Short exercise — Reproduce the listing below in full, replacing every occurrence of "even-odd" with "nonzero" and leaving all other text unchanged.
begin
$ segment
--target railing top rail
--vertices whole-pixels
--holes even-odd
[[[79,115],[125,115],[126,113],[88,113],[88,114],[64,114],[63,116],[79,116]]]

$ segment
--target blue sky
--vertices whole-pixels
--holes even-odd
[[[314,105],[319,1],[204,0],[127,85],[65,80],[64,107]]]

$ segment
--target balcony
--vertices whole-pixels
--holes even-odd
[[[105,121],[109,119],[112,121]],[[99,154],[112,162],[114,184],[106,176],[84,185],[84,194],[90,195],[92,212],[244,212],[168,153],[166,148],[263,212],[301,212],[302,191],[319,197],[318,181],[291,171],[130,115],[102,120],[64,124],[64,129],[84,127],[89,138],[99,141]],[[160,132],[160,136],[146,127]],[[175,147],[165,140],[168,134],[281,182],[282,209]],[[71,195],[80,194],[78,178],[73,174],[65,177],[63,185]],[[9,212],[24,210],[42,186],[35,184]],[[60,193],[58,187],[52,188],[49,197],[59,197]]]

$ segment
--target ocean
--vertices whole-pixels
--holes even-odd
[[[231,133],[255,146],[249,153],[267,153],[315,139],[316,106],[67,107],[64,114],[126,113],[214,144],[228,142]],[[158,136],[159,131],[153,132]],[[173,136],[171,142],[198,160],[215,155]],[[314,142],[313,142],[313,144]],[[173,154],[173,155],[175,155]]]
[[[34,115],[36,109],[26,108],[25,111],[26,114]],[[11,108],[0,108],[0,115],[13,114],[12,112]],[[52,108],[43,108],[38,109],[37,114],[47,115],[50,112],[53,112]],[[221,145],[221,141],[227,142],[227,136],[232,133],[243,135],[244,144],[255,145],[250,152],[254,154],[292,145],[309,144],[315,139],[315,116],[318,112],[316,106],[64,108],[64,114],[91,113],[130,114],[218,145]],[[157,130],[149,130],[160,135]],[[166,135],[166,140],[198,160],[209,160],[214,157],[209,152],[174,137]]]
end
Correct answer —
$ segment
--target railing top rail
--vertices whole-pixels
--holes nonzero
[[[79,115],[125,115],[126,113],[88,113],[88,114],[64,114],[63,116],[79,116]]]

$ segment
--target blue sky
--vertices whole-pixels
--holes nonzero
[[[314,105],[319,1],[204,0],[127,85],[65,80],[64,107]]]

$ segment
--target balcony
--vertices whole-pixels
--holes nonzero
[[[105,121],[109,119],[112,121]],[[99,154],[112,162],[114,184],[106,176],[84,185],[84,194],[90,195],[92,212],[244,212],[168,153],[166,148],[263,212],[301,212],[302,191],[319,197],[318,181],[291,171],[130,115],[102,120],[64,124],[64,129],[84,127],[89,138],[99,141]],[[160,132],[160,136],[146,127]],[[175,147],[165,140],[168,134],[281,182],[282,209]],[[71,195],[80,194],[78,178],[73,174],[65,177],[63,185]],[[9,212],[24,210],[42,186],[35,184]],[[60,193],[58,187],[52,188],[49,197],[59,197]]]

$ segment
--target ocean
--vertices whole-pixels
--holes nonzero
[[[231,133],[255,146],[249,153],[267,153],[315,139],[316,106],[67,107],[64,114],[126,113],[214,144],[228,142]],[[158,136],[159,131],[153,132]],[[173,136],[171,142],[198,160],[215,155]],[[314,142],[313,142],[313,144]],[[173,154],[173,155],[175,155]]]
[[[34,115],[36,109],[26,108],[25,111],[26,114]],[[11,108],[0,108],[0,115],[13,114],[12,112]],[[52,108],[43,108],[38,109],[37,114],[47,115],[50,112],[53,112]],[[221,145],[221,141],[227,142],[227,136],[232,133],[243,135],[244,144],[255,145],[250,152],[254,154],[292,145],[309,144],[315,139],[315,116],[318,112],[316,106],[64,108],[64,114],[91,113],[130,114],[218,145]],[[157,130],[149,130],[160,135]],[[166,135],[166,140],[198,160],[209,160],[214,157],[209,152],[174,137]]]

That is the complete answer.